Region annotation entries

────────────────────────────────────────

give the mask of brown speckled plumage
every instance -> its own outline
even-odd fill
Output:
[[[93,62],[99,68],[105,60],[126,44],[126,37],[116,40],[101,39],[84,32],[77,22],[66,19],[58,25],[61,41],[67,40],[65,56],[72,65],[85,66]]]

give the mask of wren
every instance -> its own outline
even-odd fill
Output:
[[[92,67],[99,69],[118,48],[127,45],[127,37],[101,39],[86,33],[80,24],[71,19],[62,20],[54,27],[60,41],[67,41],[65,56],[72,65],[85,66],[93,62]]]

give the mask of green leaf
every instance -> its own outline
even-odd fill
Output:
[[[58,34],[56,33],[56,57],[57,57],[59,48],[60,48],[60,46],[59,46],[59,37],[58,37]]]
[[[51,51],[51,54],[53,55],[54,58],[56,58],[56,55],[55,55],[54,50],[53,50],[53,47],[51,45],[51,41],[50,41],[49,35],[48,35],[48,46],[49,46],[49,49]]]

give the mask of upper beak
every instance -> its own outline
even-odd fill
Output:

────────────────────────────────────────

» **What needs to be done**: Rewrite all of the records above as one numbered list of lines, leaving out the blank lines.

» **Answer for the task**:
1. give the mask of brown speckled plumage
2. every instance -> its own outline
3. even-odd fill
4. Output:
5. [[[93,62],[99,68],[105,60],[126,44],[126,37],[116,40],[101,39],[84,32],[77,22],[66,19],[58,25],[61,41],[67,40],[65,56],[72,65],[85,66]]]
6. give the mask of wren
7. every instance -> its own outline
8. even-odd fill
9. Output:
10. [[[92,67],[99,69],[118,48],[127,45],[127,37],[101,39],[86,33],[80,24],[71,19],[62,20],[54,27],[60,41],[67,41],[65,56],[72,65],[85,66],[93,62]]]
11. give the mask of green leaf
12. every instance -> its own outline
13. even-odd fill
14. Output:
15. [[[58,34],[56,33],[56,57],[57,57],[59,48],[60,48],[60,46],[59,46],[59,37],[58,37]]]
16. [[[51,51],[51,54],[53,55],[54,58],[56,58],[56,55],[55,55],[54,50],[53,50],[53,47],[51,45],[51,41],[50,41],[49,35],[48,35],[48,46],[49,46],[49,49]]]
17. give the mask of upper beak
18. every instance -> its own outline
19. even-odd fill
20. Output:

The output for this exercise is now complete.